▶ _Приведенный фрагмент_:

─ Это ваша цель?
─ Цель, чтобы половина проката была занята отечественными картинами, но это мечты на перспективу. Задача по итогам 2018 года ─ двадцать пять процентов, хотя и ее решить безумно сложно.
─ Если не прибегать к директивным методам.
─ Это квоты? Было бы по-китайски, а мы хотим ─ пока! ─ идти рыночным путем. Однако добиться желаемого, повторяю, трудно, поскольку прямые госинвестиции в кинопроизводство сократились с 2014 года до пяти миллиардов с шести. В рублях! А кино, как мы понимаем, отрасль, сильно зависящая от иностранной валюты и курса национальной.
Чтобы было ясно: пять миллиардов ─ это менее бюджета одного ─ подчеркиваю ─ одного голливудского блокбастера.
Тем не менее при уменьшении государственного дотирования мы добились роста доли в прокате.
─ В чем секрет?
─ Комплекс мер. И тактика, и стратегия. Во-первых, снимается все больше хороших отечественных картин. Это заслуга не наша, а кинематографистов. В свою очередь, мы лучше стали проводить конкурсы, на питчингах, защитах проектов поддерживаем самых достойных. По крайней мере, хочется в это верить. Раньше ведь все решалось под столом. Сдал заявку в черный ящик ─ получил результат. Сейчас все открыто, канал “Россия-24” транслирует обсуждение и голосование в прямом эфире, любой желающий может посмотреть. Прозрачность конкурса сняла много лишних вопросов. При распределении денег учитывается кредитная история компании, ее предыдущие успехи и неудачи.
Каждую неделю мне на стол кладут подробную таблицу о сборах российских фильмов, находящихся в прокате, идущих при поддержке государства и без нее. Там все учитывается: деньги Фонда кино, министерства, возвратные, безвозвратные… Эти цифры внимательно анализируются.
Плюс мы добились полного учета проданных в коммерческих сетях билетов. Раньше этого не было и в помине, четыре года назад доля билетов, пробиваемых через кассу и отслеживаемых государством, составляла не более десяти процентов. А теперь ─ сто!

▶ _Условие задачи_: Перепишите часть интервью о кинопрокате от слов «Каждую неделю мне» до слов «теперь ─ сто!» включительно, заменив «таблицу» на «сводку». Записи, идущие далее, никак не связаны с интервью о кинопрокате.

[Записи данных]
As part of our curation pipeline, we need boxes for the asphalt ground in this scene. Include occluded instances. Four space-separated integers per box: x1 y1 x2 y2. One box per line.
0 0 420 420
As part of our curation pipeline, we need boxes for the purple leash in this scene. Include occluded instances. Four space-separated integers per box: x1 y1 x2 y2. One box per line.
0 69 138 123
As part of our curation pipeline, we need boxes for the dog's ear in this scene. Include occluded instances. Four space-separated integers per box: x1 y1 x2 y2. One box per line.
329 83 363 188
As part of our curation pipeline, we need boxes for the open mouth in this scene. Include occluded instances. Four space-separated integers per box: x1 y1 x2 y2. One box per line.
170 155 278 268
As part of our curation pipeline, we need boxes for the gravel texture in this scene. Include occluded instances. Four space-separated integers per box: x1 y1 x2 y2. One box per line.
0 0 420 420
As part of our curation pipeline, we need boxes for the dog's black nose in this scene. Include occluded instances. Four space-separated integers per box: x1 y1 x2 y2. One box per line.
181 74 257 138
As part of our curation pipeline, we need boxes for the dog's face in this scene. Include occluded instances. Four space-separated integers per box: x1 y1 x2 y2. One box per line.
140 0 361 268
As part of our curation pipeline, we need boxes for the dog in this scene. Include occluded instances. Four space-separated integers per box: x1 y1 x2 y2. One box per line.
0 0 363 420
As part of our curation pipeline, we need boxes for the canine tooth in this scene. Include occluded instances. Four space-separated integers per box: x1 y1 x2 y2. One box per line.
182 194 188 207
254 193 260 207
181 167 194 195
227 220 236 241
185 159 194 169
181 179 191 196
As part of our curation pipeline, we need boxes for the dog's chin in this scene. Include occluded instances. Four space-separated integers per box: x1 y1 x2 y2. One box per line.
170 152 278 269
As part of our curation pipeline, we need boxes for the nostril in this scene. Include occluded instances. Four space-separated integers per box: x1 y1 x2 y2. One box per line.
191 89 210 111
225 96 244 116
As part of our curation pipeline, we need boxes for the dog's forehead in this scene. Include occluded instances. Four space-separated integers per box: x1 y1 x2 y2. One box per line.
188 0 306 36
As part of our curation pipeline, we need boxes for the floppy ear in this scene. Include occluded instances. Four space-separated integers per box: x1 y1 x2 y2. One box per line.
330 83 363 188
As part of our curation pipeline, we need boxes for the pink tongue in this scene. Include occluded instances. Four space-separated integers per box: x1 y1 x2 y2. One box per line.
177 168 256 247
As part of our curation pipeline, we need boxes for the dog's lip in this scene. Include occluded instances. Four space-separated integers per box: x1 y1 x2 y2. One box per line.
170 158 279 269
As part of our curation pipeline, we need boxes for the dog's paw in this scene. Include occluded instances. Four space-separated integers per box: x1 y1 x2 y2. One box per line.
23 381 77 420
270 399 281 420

▶ _Ожидаемый ответ_:
Каждую неделю мне на стол кладут подробную сводку о сборах российских фильмов, находящихся в прокате, идущих при поддержке государства и без нее. Там все учитывается: деньги Фонда кино, министерства, возвратные, безвозвратные… Эти цифры внимательно анализируются.
Плюс мы добились полного учета проданных в коммерческих сетях билетов. Раньше этого не было и в помине, четыре года назад доля билетов, пробиваемых через кассу и отслеживаемых государством, составляла не более десяти процентов. А теперь ─ сто!